-- 抜粋 --

高市早苗首相が主導する「日本版DOGE」が11月25日に発足した。「租税特別措置・補助金見直し担当室」が正式名称で、片山さつき財務相の担当下に置かれた。
DOGEは2025年1月20日のトランプ政権発足と同時に設置された「政府効率化省(Department of Government Efficiency)」の頭文字で、実業家のイーロン・マスク氏がトップを務め、短期間の間に政府機関の閉鎖や政府職員の解雇などに突き進んだ。「小さな政府」を標榜するマスク氏の強引な手法に批判が噴出、マスク氏とトランプ大統領は袂を分かって、DOGEは既に解体されたとされる。そのDOGEを高市首相が日本で設置しようというのである。

-- 抽出データ --
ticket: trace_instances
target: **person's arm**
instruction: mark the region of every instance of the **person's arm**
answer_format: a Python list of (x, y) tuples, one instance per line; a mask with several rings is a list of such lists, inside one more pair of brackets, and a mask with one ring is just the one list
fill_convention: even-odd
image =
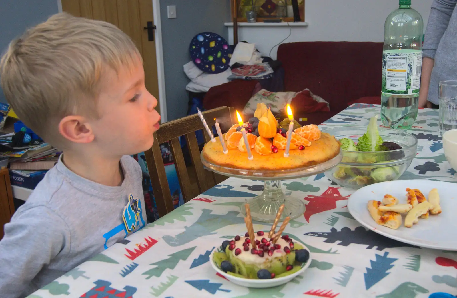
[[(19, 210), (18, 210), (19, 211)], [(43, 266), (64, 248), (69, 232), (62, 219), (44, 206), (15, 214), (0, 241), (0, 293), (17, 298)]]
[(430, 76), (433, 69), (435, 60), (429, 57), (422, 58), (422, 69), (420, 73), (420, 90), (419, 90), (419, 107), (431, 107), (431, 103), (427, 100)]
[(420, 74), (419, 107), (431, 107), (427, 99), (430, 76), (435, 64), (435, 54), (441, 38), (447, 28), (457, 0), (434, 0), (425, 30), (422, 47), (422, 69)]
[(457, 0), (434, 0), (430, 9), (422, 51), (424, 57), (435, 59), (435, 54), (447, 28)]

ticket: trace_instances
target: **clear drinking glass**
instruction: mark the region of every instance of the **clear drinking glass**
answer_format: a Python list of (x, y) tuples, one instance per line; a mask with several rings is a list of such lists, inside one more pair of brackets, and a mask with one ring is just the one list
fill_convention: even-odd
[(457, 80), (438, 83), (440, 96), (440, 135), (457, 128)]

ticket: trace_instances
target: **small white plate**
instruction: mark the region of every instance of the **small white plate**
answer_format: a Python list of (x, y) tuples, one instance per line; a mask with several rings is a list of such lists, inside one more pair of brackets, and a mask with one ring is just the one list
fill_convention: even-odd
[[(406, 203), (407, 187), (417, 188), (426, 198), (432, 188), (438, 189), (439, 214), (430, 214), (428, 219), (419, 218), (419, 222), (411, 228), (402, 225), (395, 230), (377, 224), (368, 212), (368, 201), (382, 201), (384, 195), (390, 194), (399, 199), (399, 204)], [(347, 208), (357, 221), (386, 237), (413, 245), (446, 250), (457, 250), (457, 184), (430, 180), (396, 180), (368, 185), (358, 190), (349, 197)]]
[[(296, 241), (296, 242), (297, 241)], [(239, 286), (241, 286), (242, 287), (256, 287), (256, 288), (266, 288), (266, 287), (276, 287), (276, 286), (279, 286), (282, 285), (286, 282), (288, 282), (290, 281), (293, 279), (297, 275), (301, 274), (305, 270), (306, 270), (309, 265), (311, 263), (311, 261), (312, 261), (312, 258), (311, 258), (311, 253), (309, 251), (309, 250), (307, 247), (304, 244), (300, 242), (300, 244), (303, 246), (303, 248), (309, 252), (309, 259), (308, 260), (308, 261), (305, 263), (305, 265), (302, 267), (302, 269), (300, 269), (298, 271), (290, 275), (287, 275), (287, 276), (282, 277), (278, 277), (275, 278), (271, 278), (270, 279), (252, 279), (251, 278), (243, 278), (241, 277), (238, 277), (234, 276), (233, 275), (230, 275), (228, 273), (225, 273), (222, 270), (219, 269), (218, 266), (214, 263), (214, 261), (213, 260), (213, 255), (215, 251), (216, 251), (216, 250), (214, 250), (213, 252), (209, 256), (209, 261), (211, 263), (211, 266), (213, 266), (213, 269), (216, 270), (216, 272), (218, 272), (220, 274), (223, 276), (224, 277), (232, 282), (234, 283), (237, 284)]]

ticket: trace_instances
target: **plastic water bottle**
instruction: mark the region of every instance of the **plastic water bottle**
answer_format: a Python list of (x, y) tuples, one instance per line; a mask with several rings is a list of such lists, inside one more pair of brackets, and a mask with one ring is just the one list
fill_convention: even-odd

* * *

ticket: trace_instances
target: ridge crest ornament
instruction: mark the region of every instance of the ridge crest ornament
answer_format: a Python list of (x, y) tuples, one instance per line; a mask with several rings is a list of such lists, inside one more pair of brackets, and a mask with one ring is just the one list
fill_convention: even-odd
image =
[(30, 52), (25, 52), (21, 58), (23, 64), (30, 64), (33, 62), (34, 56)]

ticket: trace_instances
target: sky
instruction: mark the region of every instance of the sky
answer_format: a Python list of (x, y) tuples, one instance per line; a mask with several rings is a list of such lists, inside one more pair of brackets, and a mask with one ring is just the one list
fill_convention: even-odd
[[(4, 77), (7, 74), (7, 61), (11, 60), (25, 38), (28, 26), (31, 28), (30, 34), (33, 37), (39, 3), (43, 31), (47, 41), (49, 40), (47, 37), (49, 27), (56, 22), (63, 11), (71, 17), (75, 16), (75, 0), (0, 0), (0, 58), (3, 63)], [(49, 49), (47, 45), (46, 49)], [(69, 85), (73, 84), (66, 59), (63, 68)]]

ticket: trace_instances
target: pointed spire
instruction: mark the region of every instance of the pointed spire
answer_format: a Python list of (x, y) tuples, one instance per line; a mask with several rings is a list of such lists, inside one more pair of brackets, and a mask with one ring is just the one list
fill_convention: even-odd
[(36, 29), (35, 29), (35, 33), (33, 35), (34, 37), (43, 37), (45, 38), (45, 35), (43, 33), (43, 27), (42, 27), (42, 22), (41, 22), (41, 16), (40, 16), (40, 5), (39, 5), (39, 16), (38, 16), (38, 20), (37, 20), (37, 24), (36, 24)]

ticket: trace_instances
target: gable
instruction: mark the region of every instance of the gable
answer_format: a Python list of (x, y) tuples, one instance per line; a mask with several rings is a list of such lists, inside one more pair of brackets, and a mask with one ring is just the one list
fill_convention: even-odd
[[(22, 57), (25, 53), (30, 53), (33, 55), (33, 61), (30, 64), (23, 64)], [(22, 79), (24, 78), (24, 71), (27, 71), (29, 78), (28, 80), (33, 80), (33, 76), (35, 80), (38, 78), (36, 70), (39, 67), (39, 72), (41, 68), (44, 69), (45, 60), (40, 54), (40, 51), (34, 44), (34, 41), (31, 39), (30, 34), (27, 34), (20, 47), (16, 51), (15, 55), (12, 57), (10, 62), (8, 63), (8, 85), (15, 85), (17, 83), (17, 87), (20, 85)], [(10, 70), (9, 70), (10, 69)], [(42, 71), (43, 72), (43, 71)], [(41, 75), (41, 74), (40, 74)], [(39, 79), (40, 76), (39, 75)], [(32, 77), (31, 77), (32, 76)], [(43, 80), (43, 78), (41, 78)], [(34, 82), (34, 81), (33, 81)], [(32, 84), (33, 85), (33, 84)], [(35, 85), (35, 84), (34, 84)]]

-- 課題 --
a – 抜粋によると、「日本版DOGE」の正式名称は何か。
b – 抜粋に名前が出てくる人物をすべて挙げよ。

-- 解答例 --
a – 正式名称は「租税特別措置・補助金見直し担当室」である。

b – 高市早苗首相、片山さつき財務相、イーロン・マスク氏、トランプ大統領の4人である。